▶ Written exercise
Report each line in the records below that contains the string "midrib", treating uppercase and lowercase as different.

##############################

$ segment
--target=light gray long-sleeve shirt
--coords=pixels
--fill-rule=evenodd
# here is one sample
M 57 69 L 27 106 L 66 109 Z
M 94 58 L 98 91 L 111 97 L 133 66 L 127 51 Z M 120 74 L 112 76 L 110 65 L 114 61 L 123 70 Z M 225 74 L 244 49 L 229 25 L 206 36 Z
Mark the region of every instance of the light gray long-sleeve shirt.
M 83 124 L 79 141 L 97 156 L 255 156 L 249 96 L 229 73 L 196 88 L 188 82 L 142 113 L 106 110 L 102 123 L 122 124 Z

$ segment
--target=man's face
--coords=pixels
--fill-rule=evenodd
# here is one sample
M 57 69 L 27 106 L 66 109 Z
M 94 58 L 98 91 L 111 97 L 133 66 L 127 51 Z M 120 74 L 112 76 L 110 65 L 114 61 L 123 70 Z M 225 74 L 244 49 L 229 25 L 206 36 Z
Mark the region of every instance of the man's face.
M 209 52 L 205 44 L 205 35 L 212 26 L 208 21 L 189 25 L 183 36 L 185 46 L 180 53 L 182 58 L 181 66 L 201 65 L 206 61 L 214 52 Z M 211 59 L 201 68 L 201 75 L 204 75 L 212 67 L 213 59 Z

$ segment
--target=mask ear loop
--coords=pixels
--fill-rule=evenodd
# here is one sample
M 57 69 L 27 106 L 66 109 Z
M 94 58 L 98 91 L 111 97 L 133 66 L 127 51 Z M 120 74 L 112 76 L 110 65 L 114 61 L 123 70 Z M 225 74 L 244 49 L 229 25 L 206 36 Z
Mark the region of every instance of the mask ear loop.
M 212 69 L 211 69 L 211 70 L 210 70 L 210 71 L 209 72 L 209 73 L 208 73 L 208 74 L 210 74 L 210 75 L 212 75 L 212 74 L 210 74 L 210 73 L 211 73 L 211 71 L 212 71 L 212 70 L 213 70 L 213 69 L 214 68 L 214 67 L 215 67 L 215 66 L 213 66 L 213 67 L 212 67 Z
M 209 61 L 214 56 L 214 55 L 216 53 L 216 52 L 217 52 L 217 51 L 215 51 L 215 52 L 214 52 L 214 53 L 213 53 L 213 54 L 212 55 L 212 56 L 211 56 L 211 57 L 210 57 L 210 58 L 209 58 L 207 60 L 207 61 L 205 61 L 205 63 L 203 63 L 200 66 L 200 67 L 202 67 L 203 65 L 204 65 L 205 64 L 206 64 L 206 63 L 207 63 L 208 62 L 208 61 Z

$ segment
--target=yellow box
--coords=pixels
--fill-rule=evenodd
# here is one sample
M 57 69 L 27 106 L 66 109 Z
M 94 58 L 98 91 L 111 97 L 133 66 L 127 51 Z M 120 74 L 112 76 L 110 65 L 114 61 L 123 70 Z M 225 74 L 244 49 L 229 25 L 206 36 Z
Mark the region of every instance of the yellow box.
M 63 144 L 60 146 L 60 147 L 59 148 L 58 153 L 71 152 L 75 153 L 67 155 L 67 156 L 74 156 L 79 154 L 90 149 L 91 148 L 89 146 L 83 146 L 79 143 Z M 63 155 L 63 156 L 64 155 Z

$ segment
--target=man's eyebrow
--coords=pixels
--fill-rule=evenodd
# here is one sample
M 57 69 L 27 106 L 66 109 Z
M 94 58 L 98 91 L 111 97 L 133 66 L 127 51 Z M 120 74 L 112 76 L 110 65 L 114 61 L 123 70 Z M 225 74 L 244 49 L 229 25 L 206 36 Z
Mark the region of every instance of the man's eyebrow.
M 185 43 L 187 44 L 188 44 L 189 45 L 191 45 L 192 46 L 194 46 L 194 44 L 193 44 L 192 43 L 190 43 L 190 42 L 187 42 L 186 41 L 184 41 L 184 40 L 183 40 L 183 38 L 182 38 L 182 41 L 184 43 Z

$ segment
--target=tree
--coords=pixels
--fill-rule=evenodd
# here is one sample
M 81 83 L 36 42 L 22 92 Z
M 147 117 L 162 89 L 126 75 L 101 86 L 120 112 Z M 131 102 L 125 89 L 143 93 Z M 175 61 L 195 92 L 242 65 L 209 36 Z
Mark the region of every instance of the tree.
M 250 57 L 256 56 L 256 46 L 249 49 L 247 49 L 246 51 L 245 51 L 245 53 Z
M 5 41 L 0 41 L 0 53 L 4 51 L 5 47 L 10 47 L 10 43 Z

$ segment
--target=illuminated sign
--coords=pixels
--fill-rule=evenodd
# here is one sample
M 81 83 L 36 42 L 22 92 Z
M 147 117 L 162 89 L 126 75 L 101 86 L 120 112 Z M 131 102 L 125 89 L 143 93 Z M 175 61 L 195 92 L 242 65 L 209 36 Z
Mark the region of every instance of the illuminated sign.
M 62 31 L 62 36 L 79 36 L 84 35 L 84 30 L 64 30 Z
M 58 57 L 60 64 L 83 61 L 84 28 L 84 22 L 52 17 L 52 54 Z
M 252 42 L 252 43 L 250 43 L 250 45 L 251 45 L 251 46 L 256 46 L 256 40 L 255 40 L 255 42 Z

##############################

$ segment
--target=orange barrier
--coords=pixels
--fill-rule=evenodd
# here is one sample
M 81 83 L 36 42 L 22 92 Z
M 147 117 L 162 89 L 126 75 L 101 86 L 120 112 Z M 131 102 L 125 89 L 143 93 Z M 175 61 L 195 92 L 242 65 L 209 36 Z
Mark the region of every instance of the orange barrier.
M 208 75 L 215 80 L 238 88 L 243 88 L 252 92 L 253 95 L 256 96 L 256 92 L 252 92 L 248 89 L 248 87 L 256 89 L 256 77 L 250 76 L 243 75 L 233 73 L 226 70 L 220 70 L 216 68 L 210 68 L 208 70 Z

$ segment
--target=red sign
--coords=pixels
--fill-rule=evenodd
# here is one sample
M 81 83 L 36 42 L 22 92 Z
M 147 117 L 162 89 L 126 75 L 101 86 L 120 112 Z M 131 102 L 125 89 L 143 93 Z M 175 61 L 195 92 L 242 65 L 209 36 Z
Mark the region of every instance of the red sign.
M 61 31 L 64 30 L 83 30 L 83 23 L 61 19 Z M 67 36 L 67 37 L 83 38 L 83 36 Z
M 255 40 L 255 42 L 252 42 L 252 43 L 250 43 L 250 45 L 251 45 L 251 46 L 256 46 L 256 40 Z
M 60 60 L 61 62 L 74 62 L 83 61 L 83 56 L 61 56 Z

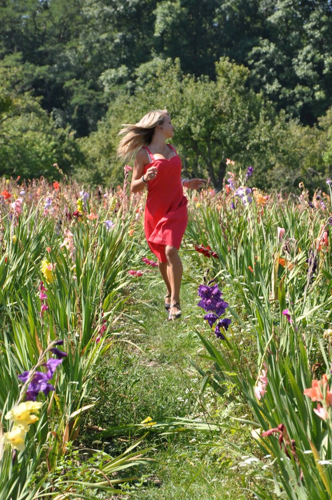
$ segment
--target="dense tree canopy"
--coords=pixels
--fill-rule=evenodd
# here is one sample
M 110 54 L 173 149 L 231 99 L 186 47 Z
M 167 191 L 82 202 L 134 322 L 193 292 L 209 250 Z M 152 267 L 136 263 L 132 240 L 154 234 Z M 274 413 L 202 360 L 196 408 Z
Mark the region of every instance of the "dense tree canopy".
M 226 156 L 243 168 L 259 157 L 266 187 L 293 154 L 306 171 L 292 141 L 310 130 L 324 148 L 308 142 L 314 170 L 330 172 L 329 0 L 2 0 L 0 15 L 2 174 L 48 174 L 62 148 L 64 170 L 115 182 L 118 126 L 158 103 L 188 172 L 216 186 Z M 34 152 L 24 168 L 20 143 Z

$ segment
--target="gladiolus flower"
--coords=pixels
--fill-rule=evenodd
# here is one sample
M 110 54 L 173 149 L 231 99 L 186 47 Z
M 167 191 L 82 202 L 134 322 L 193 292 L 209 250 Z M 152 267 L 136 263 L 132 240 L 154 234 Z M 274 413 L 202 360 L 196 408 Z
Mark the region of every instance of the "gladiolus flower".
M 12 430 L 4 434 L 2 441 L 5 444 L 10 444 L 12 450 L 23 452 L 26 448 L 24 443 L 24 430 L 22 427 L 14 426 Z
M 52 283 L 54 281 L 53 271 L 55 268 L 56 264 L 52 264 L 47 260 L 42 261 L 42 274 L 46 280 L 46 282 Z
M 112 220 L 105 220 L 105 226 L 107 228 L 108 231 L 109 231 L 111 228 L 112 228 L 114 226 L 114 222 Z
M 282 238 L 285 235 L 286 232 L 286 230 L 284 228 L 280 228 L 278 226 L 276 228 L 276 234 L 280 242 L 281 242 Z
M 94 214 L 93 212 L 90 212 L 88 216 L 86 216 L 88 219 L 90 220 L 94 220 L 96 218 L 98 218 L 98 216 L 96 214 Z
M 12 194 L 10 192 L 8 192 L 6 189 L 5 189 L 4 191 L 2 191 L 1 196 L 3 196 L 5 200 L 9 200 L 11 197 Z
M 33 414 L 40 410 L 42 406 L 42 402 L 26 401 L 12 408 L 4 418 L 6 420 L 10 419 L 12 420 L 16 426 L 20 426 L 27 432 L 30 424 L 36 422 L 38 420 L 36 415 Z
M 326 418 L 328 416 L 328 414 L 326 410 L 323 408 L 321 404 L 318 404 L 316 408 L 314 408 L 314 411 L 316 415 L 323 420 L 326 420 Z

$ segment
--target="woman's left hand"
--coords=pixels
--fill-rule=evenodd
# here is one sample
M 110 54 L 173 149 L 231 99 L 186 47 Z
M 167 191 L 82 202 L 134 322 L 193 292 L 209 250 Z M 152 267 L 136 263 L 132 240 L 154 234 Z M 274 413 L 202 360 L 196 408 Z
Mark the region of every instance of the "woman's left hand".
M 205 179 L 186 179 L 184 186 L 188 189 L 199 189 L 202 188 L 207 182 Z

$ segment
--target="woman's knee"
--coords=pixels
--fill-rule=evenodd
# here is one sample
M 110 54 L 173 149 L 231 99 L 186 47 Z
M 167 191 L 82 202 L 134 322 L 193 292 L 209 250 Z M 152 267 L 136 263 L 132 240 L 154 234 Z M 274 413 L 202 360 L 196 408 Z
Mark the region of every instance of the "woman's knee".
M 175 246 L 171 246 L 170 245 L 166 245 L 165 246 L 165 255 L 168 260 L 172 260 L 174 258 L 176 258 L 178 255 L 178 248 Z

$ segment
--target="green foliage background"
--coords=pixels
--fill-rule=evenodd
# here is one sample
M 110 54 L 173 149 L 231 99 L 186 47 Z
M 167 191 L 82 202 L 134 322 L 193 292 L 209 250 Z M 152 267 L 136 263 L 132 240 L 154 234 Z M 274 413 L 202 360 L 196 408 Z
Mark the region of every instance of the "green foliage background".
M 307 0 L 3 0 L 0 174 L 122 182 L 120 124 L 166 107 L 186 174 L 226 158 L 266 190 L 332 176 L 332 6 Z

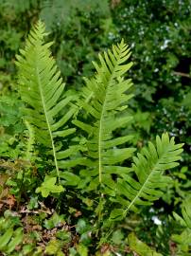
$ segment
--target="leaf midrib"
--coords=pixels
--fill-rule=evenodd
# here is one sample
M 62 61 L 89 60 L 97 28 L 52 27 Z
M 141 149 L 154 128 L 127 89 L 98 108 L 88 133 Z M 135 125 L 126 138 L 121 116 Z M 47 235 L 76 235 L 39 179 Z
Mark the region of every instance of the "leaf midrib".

##############################

▶ Right answer
--target="leaf midrib"
Mark the region of every instance of the "leaf midrib".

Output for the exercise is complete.